Detalhes do exercício:
Liste todos os nomes próprios de publicações e de obras citados no trecho sobre o movimento liberal e a economia.

Ainda temos aqueles autores e fomentadores do movimento liberal que acham que a hidroxicloroquina é uma boa opção porque não impede a recessão econômica. Quando provado sua ineficácia, mesmo sabendo da possibilidade de um grande número de vidas perdidas, o autor do artigo da Folha de São Paulo não foi digno o suficiente para se retratar ou tecer alguma consideração. Não, nada, apenas o silêncio quebrado por uma melodia fúnebre de quem acha que tanto faz ser Let it Be ou Let it Bleed. O que importa, sempre importou, foi nada mais nada menos que a economia, como se esta prescindisse de peças da engrenagem chamadas “humanos”. Aí, o fundamentalismo fala alto e fala mais alto quando um candidato à vereador diz que a vacina obrigatória não tem base científica, afinal é tudo uma questão de “controle”. E pouco lhe importa para que serve este controle.

Material fornecido:
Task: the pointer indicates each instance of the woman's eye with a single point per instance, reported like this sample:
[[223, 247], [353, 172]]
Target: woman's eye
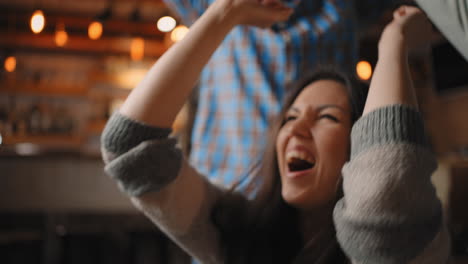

Resposta esperada:
Folha de São Paulo
Let it Be
Let it Bleed